Pazartesi, 13 Eki 2025
  • My Feed
  • My Interests
  • My Saves
  • History
  • Blog
Subscribe
Medya Günlüğü
  • Ana Sayfa
  • Yazarlar
  • Hakkımızda
  • İletişim
  • 🔥
  • MG Özel
  • Günlük
  • Serbest Kürsü
  • Köşe Yazıları
  • Beyaz Önlük
  • Mentor
Font ResizerAa
Medya GünlüğüMedya Günlüğü
  • MG Özel
  • Günlük
  • Serbest Kürsü
  • Köşe Yazıları
  • Beyaz Önlük
  • Mentor
Ara
  • Anasayfa
  • Yazarlar
  • Hakkımızda
  • İletişim
Bizi takip edin
© 2025 Medya Günlüğü. Her Hakkı Saklıdır.
Webmaster : Turan Mustak.
Köşe Yazıları

 Ankara-Erivan hattında söylenenler ve söylenmeyenler

Aydın Sezer
Son güncelleme: 26 Ağustos 2025 19:41
Aydın Sezer
Paylaş
Paylaş

Dış politika, doğası gereği, medyaya yansıyan yüzüyle perde arkasındaki gerçekler arasında derin farklar barındıran bir alandır.

Kapalı kapılar ardında yürütülen pazarlıklar, ulusal çıkarların hassas dengesi ve jeopolitik zorunluluklar, genellikle bir sanatçı edasıyla diplomatik dilin incelikli örtüsü altına gizlenir. Bu nedenle, Meclis çatısı altında sorulan net ve somut sorular, bu örtüyü aralamak ve hükümetin resmi pozisyonunu kayıtlara geçirmek adına hayati bir önem taşır. Demokrat Parti İzmir Milletvekili Haydar Altıntaş’ın Dışişleri Bakanı Hakan Fidan’a yönelttiği dört soruluk yazılı önerge ve Bakan Fidan’ın verdiği yanıt, tam da bu bağlamda, Türkiye-Ermenistan normalleşme sürecinin şifrelerini çözmek için önemli bir vaka analizi sunuyor.

Sayın Altıntaş’ın soruları, bir diplomatın karşılaşmak istemeyeceği cinsten, doğrudan ve can alıcı nitelikte. Sorular, sürecin bağımsızlığına, Azerbaycan ile ilişkilerin belirleyiciliğine, sınırdaki fiili duruma ve olası uluslararası baskılara odaklanıyor. Bu sorular, aslında Ankara’nın Erivan politikasının temel dinamiklerini ve kamuoyunda tartışılan “acaba”ları sorguluyor.

::::::

== Çalışma Konuları ==
1) Türkiye-Ermenistan normalleşmesi üzerine yazıya göre Dışişleri Bakanı Hakan Fidan'a dört soruluk yazılı önergeyi hangi milletvekili yöneltmiştir?
2) Türkiye-Ermenistan normalleşmesi üzerine yazıda Meclis çatısı altında sorulan net ve somut soruların neden hayati önem taşıdığı belirtilmektedir? Yazının gerekçesine dayanarak en fazla üç cümleyle açıklayınız.
3) Türkiye-Ermenistan normalleşmesi üzerine yazıyı kaldığı yerden sürdürünüz.
Aşağıdaki girdiler başka bir kaynaktan alınmıştır.

== Saklanan Girdiler ==

::::::

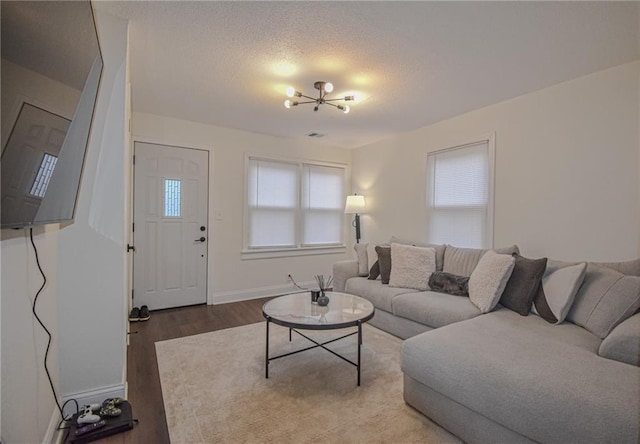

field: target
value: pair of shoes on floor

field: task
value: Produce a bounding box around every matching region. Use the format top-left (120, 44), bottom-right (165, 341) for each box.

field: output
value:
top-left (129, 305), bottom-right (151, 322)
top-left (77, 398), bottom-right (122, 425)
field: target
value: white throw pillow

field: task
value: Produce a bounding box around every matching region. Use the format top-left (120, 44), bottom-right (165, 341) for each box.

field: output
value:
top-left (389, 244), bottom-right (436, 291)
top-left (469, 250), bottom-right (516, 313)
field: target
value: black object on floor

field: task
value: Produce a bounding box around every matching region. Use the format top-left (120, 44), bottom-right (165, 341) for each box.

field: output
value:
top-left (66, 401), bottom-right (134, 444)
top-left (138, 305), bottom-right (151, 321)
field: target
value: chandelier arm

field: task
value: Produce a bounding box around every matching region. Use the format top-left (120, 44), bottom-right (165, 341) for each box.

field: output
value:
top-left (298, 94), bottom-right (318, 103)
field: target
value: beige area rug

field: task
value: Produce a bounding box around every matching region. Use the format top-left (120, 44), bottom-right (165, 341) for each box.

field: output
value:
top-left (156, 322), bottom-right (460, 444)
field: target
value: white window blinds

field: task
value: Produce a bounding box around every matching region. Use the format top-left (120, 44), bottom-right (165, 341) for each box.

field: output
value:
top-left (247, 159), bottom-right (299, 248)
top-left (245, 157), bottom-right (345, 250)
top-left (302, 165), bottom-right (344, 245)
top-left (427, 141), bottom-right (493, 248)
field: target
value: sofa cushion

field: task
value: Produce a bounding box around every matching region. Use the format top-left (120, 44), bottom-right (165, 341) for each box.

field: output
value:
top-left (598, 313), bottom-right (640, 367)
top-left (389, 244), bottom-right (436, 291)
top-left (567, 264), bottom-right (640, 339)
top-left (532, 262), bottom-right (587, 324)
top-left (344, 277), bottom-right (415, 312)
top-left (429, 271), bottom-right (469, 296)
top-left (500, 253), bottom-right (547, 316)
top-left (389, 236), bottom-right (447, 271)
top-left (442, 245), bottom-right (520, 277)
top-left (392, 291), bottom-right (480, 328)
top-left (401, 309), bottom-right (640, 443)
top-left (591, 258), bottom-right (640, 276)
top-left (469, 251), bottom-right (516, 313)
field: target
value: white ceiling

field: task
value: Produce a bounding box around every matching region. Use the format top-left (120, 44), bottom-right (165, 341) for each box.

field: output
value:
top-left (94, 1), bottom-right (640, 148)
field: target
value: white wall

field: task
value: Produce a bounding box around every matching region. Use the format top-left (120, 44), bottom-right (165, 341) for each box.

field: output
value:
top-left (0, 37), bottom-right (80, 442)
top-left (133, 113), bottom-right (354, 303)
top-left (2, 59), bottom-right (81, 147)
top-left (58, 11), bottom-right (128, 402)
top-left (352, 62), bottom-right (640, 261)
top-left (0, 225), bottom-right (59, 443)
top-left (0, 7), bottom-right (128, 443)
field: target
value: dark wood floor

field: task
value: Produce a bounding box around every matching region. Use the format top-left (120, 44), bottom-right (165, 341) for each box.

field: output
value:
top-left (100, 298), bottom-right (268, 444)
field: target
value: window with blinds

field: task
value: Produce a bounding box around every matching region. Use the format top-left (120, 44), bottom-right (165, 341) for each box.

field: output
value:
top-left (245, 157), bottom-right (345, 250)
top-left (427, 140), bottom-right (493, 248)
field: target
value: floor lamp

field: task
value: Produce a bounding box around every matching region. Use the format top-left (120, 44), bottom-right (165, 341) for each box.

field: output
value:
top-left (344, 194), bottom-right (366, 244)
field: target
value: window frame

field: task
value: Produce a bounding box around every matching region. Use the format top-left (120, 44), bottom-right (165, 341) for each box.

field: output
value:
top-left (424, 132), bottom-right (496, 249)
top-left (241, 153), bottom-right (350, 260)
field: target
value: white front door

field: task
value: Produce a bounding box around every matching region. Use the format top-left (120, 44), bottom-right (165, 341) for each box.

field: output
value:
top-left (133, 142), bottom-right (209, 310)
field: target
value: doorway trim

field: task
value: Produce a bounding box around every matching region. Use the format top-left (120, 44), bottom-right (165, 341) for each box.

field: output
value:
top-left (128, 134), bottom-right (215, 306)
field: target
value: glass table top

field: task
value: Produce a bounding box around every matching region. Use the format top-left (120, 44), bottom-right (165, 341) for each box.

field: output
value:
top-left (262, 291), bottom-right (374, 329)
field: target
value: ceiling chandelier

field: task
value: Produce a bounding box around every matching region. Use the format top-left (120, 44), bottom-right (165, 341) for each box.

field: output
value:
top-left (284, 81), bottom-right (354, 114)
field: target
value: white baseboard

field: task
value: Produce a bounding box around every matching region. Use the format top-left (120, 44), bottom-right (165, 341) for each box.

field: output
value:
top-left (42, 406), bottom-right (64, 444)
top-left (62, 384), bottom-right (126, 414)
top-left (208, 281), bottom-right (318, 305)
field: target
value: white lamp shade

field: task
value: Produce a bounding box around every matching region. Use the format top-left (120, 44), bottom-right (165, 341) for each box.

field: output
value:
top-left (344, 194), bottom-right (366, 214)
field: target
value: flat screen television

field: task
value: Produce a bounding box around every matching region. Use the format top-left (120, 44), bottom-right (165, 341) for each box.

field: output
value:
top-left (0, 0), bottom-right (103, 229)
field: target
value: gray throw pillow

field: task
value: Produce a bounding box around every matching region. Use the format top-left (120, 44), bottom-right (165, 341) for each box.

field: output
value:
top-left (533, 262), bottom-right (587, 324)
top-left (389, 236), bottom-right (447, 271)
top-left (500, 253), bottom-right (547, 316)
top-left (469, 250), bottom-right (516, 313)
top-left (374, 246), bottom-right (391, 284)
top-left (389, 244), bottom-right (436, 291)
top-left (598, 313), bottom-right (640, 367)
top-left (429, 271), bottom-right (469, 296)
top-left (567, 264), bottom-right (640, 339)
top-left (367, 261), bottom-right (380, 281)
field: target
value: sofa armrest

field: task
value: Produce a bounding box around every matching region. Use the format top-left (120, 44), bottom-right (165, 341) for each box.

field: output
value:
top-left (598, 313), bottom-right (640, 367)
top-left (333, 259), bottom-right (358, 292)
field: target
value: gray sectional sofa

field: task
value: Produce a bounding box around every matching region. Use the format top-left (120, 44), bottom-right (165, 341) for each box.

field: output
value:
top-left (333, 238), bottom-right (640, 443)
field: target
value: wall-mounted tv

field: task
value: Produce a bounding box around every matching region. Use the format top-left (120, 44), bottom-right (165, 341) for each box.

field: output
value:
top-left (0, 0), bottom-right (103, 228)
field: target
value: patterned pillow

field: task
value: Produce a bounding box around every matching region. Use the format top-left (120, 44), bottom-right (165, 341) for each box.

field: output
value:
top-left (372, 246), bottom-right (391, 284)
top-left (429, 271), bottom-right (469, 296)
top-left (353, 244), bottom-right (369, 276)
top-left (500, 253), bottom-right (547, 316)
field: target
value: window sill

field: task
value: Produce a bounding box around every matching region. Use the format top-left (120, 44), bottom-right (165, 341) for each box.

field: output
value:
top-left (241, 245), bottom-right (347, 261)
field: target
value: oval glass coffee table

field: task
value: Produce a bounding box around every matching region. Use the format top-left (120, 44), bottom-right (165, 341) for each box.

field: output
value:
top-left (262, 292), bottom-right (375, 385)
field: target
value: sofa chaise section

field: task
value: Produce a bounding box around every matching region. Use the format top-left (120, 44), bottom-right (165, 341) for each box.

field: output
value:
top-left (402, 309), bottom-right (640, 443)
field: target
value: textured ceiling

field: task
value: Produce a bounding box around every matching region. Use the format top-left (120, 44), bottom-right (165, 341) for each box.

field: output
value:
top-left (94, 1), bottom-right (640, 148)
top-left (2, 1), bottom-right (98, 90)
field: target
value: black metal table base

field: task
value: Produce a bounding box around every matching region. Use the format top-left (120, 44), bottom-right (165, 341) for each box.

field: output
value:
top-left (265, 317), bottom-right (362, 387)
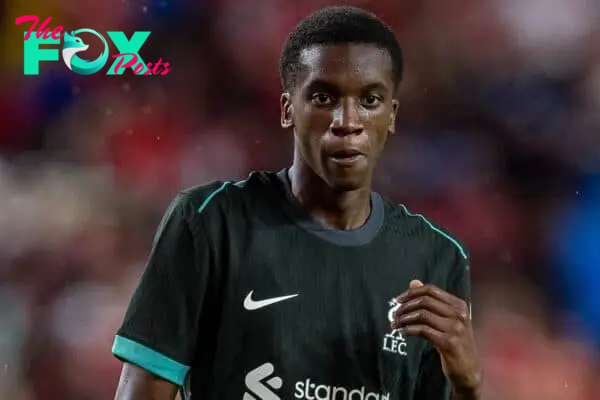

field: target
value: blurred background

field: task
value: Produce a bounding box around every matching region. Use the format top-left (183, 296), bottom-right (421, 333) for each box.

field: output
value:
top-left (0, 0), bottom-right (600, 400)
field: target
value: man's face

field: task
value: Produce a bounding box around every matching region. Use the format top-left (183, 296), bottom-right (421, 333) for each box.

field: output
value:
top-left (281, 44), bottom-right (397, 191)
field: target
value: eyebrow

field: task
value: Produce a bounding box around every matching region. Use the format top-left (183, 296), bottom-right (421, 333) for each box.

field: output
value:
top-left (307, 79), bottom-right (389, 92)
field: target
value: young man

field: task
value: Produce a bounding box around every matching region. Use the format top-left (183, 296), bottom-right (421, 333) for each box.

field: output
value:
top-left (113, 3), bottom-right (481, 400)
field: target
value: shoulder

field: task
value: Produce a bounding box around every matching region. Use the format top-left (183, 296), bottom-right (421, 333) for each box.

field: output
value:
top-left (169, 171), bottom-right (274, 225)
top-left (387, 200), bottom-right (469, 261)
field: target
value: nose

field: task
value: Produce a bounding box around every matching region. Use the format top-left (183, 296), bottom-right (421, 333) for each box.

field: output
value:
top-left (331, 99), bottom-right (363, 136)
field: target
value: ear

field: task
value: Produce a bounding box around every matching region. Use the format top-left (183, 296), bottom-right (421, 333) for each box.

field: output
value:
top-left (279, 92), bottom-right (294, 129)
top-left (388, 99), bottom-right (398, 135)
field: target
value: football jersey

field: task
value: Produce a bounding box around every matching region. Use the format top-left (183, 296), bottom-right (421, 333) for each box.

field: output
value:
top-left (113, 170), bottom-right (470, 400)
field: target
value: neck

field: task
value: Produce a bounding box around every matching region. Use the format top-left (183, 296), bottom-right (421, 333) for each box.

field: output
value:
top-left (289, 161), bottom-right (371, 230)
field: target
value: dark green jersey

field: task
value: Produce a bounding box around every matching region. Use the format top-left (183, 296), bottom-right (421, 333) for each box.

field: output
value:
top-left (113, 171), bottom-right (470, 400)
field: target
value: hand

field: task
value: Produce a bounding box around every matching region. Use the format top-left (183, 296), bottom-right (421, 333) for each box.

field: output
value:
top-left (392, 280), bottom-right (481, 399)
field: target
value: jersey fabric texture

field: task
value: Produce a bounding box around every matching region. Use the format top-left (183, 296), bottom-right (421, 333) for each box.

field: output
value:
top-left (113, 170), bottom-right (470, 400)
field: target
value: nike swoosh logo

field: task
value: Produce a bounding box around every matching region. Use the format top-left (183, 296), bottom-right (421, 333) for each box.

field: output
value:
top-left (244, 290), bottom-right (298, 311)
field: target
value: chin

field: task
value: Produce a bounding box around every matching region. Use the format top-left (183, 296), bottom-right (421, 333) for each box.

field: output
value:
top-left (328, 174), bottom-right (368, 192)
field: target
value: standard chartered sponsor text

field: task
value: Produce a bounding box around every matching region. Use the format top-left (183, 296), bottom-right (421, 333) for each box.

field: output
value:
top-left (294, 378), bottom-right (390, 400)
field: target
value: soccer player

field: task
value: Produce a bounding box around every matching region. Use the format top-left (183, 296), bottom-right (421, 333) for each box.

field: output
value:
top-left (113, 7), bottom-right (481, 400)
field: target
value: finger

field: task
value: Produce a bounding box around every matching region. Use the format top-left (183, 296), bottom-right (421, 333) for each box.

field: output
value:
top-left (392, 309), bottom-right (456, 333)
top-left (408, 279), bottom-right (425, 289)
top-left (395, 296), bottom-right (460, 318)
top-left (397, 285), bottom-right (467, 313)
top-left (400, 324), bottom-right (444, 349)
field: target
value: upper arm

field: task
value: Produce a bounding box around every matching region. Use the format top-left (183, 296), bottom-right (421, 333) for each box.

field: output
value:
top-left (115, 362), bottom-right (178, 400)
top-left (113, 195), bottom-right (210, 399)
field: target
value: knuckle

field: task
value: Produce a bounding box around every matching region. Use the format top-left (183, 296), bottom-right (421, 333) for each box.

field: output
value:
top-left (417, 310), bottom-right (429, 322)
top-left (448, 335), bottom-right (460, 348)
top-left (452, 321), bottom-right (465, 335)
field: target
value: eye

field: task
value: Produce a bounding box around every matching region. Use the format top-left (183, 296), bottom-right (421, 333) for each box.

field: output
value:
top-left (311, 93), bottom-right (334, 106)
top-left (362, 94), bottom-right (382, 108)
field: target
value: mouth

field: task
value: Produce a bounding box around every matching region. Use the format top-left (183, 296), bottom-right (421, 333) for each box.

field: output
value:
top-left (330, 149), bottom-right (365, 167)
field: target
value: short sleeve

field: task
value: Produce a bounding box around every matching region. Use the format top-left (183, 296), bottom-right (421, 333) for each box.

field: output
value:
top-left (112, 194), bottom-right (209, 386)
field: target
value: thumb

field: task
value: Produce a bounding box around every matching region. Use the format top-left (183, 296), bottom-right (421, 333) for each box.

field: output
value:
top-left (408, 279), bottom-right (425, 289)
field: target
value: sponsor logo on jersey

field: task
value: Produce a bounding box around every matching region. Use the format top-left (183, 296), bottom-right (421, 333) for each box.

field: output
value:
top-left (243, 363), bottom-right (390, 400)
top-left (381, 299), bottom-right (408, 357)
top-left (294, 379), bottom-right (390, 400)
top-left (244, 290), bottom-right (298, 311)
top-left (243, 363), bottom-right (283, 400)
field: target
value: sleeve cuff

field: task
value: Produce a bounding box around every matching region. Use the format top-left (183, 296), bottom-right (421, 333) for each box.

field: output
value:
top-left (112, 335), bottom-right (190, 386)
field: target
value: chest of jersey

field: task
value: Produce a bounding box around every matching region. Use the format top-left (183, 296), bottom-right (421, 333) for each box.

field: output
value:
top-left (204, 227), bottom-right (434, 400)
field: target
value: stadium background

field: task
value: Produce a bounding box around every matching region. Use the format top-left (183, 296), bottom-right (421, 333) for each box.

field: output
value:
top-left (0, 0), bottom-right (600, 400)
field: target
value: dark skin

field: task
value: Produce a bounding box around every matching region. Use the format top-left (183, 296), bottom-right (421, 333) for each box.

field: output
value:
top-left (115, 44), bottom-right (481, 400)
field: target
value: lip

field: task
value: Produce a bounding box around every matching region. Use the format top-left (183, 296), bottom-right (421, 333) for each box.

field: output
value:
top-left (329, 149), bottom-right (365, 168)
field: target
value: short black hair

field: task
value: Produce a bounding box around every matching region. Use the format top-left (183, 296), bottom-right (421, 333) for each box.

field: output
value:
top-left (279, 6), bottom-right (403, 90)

::::::

== Yanıtlar ==
1) Demokrat Parti İzmir Milletvekili Haydar Altıntaş.

2) Dış politikada kapalı kapılar ardındaki pazarlıklar, ulusal çıkarların hassas dengesi ve jeopolitik zorunluluklar genellikle diplomatik dilin incelikli örtüsü altına gizlenir. Bu nedenle Meclis'te sorulan net ve somut sorular bu örtüyü aralamak ve hükümetin resmi pozisyonunu kayıtlara geçirmek açısından hayati önem taşır.

3)
Bakan Fidan’ın yanıtının ilk paragrafı, beklendiği gibi, klasik bir diplomatik duruşu yansıtıyor:

“Türkiye-Ermenistan normalleşme süreci tamamen ikili düzeyde yürütülmekte olup, üçüncü tarafların bu sürece herhangi bir müdahalesi söz konusu değildir.”

Bu ifade, uluslararası ilişkiler literatüründe “egemen eşitlik” prensibinin bir yansımasıdır ve bir devletin dış politikasını bağımsız yürüttüğünü vurgulama amacı taşır. Ancak Güney Kafkasya gibi karmaşık bir coğrafyada, hiçbir sürecin “tamamen ikili” kalması mümkün müdür? Türkiye-Azerbaycan ilişkileri, Erdoğan-Aliyev kişisel dostluğu, Moskova’nın bölgedeki tarihsel ağırlığı, Washington’la Brüksel’in artan ilgisi ve Tahran’ın hassasiyetleri göz önüne alındığında, bu ifadenin daha çok bir niyet beyanı veya diplomatik bir zorunluluk olduğu açıktır. Altıntaş’ın birinci ve dördüncü soruları tam da bu “üçüncü taraflar” ve “uluslararası baskı” meselesini deşmeyi amaçlarken, Fidan’ın cevabı bu kapıyı net bir şekilde kapatarak, sürecin kontrolünün Ankara’da olduğu mesajını veriyor.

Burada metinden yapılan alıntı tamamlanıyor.